Exercise: Retype every entry in its entirety, without alteration.

Data for processing:
------------------------------
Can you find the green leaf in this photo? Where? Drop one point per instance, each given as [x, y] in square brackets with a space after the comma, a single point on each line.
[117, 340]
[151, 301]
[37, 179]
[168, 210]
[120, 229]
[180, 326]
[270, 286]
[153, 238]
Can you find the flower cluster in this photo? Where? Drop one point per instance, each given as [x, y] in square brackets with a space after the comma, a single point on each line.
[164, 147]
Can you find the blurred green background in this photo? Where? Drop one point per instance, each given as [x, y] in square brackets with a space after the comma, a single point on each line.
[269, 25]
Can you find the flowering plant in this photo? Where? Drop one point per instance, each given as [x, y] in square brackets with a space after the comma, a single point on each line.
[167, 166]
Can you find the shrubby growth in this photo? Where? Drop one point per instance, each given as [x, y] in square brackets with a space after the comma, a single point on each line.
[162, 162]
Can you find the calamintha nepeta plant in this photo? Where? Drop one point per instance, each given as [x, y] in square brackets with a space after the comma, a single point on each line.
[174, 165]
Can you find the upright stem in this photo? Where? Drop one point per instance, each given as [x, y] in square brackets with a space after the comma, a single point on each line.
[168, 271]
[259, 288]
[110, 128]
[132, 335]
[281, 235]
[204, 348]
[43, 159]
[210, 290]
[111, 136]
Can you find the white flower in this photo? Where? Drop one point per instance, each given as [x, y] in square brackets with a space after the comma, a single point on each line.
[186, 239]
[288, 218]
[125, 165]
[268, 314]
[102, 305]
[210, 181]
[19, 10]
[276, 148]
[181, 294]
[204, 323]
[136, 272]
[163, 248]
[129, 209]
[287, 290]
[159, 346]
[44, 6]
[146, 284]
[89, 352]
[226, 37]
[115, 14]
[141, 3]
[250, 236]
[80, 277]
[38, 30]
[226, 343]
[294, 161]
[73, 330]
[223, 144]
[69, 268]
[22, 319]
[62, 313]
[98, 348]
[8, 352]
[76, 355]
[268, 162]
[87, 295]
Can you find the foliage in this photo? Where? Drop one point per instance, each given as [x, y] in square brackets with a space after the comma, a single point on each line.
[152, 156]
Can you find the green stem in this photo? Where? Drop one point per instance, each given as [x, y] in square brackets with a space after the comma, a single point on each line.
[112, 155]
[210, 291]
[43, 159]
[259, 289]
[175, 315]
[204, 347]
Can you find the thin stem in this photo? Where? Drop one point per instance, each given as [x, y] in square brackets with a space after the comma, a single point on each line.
------------------------------
Correct response:
Can you find the green leaf in this photo? Where? Drop one point per instance, each given as [x, y] in square brackets with a space after the comma, a single point on each line.
[117, 340]
[151, 301]
[37, 179]
[168, 210]
[120, 229]
[180, 326]
[270, 286]
[153, 238]
Can you find the flower cluster in this photo? Where? Drop one point per instance, each given as [x, y] in square brackets with a space after the comma, a single point on each line.
[164, 147]
Can you find the blurred green background in this photo? Where? Drop one point per instance, each given as [x, y] in square brackets with a space after the comma, a single point on each line.
[269, 25]
Can you find the flowering plant in this photo? Where? Drop one point per instance, each given as [x, y] in square brackets with a space after the comma, a single point on each line.
[167, 166]
Can you find the shrubby growth in this photo? Where? Drop one point per instance, each given as [x, y] in square brackets with a space after the comma, a single point on each line.
[162, 162]
Can you find the calamintha nepeta plant in this photo? Where? Drop one point per instance, each given as [x, y] in square brackets with a space after the comma, a single point on each line.
[174, 165]
Can you find the upright stem in this photo? Where? Drop one point per instance, each given as [x, y] in square brackets with a space after the comma, a single point on each line.
[168, 271]
[259, 288]
[110, 128]
[132, 335]
[281, 235]
[204, 348]
[43, 159]
[210, 290]
[111, 136]
Can you find the white flower in this photo? Where? Drop one point per instance, each given as [x, y] in square brackets with a space after the comma, a single point on each line.
[186, 239]
[288, 218]
[125, 165]
[268, 314]
[102, 305]
[210, 181]
[19, 10]
[276, 148]
[181, 294]
[204, 323]
[136, 272]
[163, 248]
[129, 209]
[287, 290]
[159, 346]
[44, 6]
[146, 284]
[89, 352]
[226, 37]
[115, 14]
[141, 3]
[250, 236]
[80, 277]
[38, 30]
[226, 343]
[294, 161]
[73, 330]
[223, 144]
[69, 268]
[22, 319]
[62, 313]
[98, 348]
[8, 352]
[76, 355]
[268, 162]
[87, 295]
Can you find the foliage in this photo? Where? Drop one point per instance, each given as [x, y] in square brackets with a space after the comma, a single point on each line.
[152, 156]
Can you find the green stem in this photo? Where? Drop one point per instance, each given as [x, y] in square brackets with a space after the comma, a single point on each line.
[112, 155]
[210, 291]
[43, 159]
[259, 289]
[175, 315]
[204, 347]
Can you find the thin stem in this photo? Where? Drop one point per instance, each given as [x, y] in square brackets with a space after the comma, a single point on each line.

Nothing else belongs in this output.